*Task goal*
Format the stretch of entries from the line containing "For every instance of the lichen-covered" through the line containing "For every instance of the bare" as a numbered list, omitting any blank lines.

*Material provided*

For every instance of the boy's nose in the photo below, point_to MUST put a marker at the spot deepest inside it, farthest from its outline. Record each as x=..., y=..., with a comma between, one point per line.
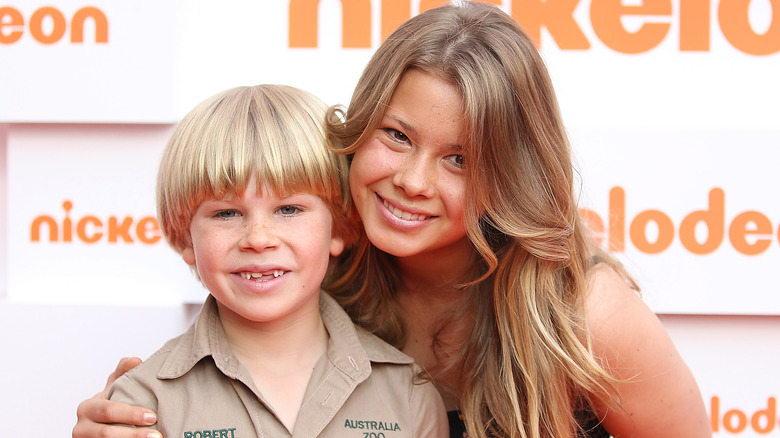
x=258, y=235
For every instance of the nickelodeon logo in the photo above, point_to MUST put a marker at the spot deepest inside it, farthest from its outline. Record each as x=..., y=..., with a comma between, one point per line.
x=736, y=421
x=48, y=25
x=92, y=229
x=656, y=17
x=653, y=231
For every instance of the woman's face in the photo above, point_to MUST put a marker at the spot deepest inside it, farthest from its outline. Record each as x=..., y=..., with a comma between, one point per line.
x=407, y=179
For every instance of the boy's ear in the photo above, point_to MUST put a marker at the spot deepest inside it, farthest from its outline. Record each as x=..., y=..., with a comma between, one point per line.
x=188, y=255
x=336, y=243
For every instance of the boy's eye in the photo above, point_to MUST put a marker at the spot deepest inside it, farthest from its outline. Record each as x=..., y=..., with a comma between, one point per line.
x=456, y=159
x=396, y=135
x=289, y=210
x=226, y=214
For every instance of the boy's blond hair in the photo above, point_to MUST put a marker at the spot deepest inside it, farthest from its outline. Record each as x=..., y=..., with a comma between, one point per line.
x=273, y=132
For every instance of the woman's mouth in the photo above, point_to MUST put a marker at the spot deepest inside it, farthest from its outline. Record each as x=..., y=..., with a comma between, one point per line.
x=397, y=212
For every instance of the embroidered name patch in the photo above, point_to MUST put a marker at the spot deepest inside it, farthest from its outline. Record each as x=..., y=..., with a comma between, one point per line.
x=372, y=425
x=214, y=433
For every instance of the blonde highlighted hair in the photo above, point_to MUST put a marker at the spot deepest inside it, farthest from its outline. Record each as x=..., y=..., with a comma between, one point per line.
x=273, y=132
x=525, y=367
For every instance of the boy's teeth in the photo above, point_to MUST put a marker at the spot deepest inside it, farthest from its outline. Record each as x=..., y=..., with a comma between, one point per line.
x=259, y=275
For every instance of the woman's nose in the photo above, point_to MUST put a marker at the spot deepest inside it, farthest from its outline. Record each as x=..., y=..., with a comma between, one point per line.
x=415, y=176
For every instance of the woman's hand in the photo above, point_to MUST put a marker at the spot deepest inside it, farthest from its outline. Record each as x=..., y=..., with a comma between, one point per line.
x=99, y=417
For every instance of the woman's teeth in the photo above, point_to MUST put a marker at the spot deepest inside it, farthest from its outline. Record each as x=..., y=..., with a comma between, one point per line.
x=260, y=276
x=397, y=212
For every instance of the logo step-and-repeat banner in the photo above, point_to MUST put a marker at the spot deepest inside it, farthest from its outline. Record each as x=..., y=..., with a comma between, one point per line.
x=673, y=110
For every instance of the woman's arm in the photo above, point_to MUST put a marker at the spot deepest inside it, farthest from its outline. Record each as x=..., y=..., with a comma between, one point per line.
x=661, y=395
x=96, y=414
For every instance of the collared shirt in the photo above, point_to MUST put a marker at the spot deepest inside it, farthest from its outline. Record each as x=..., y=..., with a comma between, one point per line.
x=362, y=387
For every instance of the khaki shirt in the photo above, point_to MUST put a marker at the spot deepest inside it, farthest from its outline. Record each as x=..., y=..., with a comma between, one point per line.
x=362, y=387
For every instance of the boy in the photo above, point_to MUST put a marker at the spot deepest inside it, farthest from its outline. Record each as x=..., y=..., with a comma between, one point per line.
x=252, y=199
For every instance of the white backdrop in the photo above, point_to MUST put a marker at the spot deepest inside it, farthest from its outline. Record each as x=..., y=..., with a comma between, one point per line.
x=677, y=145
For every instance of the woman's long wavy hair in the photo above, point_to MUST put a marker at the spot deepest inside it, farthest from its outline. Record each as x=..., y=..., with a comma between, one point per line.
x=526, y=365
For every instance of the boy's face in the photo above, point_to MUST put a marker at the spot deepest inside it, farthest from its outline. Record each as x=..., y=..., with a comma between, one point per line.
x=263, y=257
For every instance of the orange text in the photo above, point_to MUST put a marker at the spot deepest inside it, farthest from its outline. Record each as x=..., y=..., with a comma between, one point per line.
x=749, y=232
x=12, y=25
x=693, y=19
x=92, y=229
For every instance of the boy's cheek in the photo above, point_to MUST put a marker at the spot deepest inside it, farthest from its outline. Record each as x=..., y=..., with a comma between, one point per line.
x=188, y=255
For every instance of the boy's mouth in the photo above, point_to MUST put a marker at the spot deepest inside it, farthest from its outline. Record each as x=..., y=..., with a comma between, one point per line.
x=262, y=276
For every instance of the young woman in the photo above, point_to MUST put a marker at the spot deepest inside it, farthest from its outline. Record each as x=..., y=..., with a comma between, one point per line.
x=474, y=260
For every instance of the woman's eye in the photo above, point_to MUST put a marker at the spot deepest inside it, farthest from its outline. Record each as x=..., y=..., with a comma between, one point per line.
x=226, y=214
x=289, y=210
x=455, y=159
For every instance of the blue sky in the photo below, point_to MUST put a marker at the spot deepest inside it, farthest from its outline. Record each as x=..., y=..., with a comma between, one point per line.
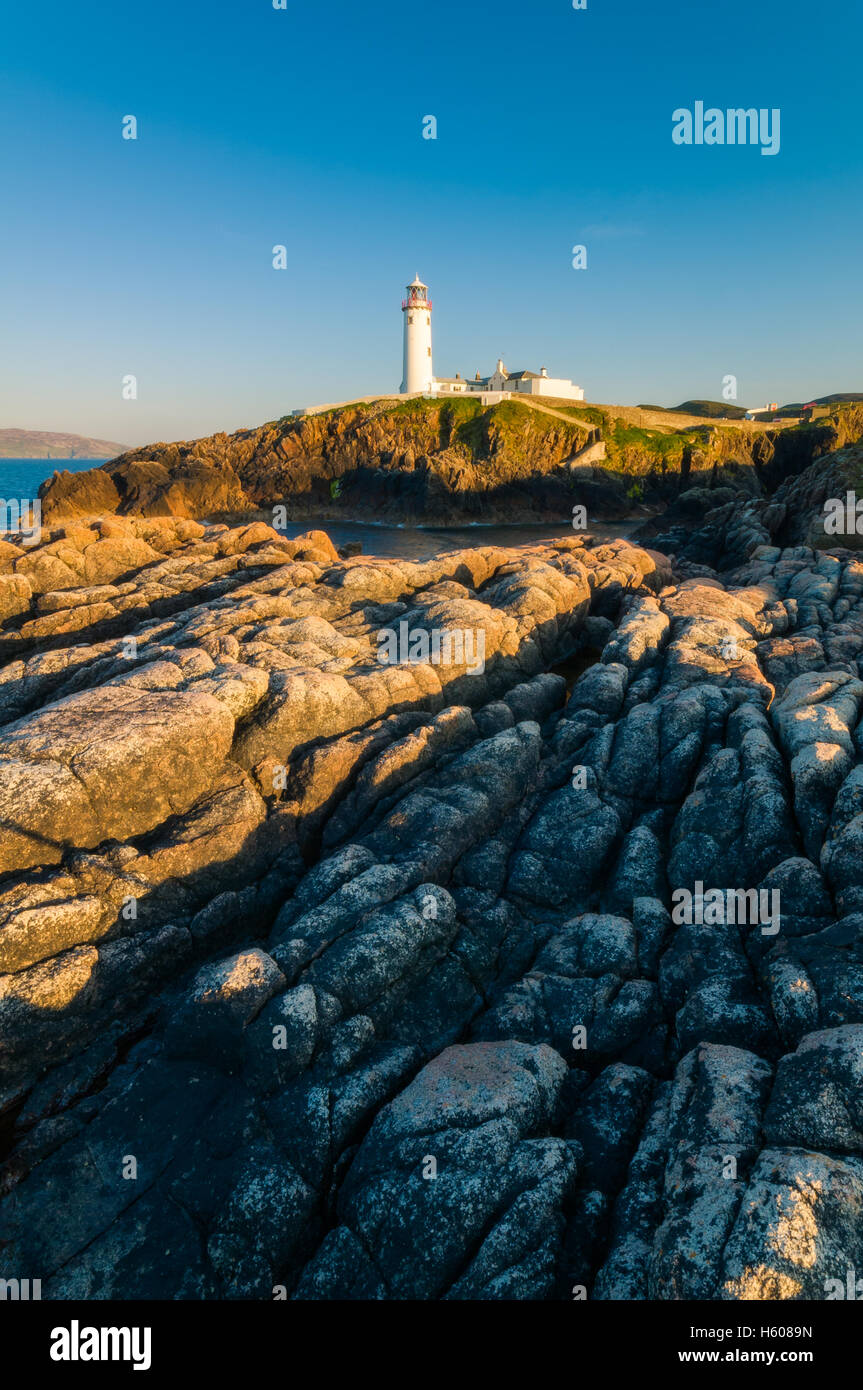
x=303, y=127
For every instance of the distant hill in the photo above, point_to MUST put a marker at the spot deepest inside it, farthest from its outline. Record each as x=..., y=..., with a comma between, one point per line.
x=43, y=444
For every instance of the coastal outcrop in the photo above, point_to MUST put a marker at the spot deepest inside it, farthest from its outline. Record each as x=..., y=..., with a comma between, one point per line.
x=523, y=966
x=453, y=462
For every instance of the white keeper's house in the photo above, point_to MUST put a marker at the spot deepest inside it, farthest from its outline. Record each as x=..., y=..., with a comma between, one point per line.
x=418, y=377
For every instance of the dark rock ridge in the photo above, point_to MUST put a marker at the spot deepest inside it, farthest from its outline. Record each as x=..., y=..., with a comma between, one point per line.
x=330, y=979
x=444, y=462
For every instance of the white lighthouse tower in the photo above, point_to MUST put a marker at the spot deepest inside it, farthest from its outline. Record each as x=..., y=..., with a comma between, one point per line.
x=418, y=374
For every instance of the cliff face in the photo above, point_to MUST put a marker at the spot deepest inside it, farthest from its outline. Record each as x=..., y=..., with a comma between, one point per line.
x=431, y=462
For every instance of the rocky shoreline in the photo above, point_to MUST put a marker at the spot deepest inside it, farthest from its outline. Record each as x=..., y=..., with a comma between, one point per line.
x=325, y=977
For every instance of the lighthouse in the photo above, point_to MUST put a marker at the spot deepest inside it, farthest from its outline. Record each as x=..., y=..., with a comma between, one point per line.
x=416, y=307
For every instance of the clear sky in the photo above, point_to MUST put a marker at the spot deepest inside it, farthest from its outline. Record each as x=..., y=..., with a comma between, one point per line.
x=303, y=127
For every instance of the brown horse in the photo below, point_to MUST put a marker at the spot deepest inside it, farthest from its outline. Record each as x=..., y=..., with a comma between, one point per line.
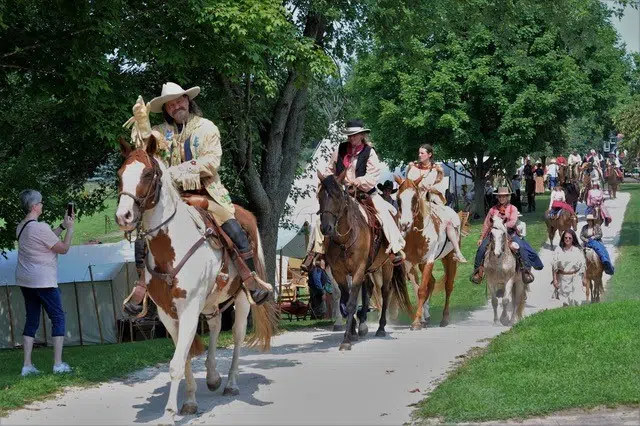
==
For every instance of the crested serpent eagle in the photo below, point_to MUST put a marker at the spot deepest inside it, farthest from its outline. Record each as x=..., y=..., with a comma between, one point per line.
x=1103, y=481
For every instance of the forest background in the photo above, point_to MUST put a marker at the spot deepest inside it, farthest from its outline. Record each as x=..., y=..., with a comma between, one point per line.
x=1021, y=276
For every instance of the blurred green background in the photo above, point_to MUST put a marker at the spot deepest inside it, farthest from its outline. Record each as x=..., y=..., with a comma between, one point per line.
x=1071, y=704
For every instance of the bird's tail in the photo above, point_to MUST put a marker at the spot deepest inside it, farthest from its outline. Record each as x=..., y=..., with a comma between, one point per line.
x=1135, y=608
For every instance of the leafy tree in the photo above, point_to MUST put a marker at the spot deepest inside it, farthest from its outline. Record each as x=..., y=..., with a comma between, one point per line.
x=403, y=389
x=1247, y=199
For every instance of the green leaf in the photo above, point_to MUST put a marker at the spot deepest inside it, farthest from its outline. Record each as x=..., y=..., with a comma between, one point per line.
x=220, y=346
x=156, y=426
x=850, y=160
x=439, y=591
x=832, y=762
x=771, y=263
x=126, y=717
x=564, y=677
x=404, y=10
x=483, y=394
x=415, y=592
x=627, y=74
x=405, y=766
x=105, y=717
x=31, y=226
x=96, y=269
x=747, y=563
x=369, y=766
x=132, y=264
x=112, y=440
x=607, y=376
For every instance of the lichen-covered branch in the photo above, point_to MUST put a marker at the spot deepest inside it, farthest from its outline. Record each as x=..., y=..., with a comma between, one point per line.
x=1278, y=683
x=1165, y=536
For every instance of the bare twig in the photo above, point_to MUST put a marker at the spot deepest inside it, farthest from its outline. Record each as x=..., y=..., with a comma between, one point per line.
==
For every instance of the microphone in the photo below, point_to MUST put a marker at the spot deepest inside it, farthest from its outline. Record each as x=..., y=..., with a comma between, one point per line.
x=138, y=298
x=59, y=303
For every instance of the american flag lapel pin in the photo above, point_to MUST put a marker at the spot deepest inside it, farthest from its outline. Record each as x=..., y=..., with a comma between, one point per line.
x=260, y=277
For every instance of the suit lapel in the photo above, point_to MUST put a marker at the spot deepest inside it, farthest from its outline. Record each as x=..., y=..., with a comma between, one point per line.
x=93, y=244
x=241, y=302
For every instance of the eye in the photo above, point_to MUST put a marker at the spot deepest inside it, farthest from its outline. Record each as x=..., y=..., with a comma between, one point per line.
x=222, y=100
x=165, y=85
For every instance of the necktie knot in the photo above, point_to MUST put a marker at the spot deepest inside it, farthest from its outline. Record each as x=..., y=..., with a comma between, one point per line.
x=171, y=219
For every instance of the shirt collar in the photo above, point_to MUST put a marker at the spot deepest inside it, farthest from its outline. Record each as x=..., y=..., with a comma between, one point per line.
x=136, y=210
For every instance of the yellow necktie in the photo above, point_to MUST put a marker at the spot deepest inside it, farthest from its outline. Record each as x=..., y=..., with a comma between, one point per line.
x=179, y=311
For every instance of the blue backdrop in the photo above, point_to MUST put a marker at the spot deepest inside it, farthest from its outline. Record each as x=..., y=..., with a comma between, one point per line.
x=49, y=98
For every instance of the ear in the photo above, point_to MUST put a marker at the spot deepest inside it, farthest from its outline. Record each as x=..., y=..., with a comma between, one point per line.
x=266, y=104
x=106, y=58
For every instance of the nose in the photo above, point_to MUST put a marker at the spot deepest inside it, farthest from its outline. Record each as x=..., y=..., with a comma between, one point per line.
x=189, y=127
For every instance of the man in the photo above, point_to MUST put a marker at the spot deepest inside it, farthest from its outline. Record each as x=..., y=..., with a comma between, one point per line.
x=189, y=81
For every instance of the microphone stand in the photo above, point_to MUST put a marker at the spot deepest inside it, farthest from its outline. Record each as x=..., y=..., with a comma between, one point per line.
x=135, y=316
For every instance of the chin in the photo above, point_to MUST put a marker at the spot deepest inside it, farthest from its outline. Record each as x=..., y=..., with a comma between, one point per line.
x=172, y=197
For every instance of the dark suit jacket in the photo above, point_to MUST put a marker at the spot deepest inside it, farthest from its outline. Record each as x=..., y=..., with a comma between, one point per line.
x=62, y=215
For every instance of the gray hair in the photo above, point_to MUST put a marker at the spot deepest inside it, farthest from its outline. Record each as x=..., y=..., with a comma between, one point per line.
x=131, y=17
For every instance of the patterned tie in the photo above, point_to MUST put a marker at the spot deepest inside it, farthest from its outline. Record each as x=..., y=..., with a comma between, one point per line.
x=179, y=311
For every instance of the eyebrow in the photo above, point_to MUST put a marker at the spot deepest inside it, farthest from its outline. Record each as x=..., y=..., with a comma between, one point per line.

*Written response*
1. For every instance of the lichen-covered branch in the photo above, point_to MUST put a marker at the spot deepest inside it, farthest from its outline. Record each as x=..., y=..., with a comma between, one point per line.
2. x=1278, y=683
3. x=1165, y=536
4. For every instance of the bare twig in the photo above, point_to MUST put a marker at the spot deepest inside it, farthest from its outline. Record each as x=..., y=..., with a comma between, one point per line.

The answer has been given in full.